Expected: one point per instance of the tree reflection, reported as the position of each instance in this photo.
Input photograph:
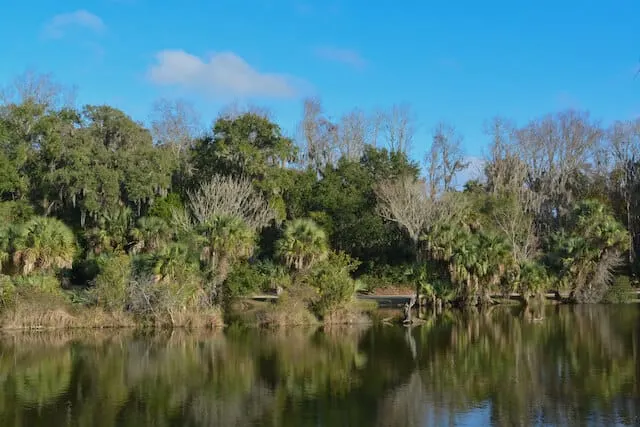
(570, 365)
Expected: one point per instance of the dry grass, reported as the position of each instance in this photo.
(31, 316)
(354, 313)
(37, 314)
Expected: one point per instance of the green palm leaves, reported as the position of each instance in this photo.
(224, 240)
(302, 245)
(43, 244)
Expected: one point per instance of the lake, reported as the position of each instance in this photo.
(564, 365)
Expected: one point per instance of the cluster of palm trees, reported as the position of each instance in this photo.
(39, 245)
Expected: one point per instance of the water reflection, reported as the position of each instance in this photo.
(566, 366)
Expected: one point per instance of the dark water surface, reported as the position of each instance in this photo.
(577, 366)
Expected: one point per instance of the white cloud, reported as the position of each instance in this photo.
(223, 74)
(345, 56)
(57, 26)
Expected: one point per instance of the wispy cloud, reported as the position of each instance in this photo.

* * *

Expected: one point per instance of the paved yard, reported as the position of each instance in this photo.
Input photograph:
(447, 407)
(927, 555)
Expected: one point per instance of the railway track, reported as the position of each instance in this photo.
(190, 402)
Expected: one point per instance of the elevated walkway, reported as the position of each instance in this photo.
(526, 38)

* TASK ITEM
A verbatim reproduction is expected: starting at the line above that has "Expected: one point per instance of the tree", ending at the line that has "Expected: one point per instance of the wispy", both included, and with no pictures and no other lines.

* ANSWER SPACE
Expected: one point per instance of the tree reflection, reported as the position of each instance in this photo.
Input photograph:
(570, 365)
Expected: one point per instance of the dry grass, reported as the position of each instance in this photo.
(31, 316)
(354, 313)
(37, 314)
Expected: one point per instance of the green palm leaves, reported as the position of each instance in this photo.
(224, 240)
(302, 245)
(43, 244)
Expected: one point per instance of the lake, reported as the position of each instance in this photo.
(564, 365)
Expected: one point per instance of the cluster of palm trees, reported as the position of each instance in this photo.
(39, 245)
Expected: one point per instance of the water reflection, reported as the position of each instance in this photo.
(566, 366)
Expected: one point per instance of the dark water surface, reported as the position of each instance in this photo.
(577, 366)
Expected: one point per instance of the white cloud, reported as the position of each instance in this photo.
(223, 74)
(345, 56)
(57, 26)
Expected: one point per instance of the wispy cloud, reported as the position of each instance in this photo.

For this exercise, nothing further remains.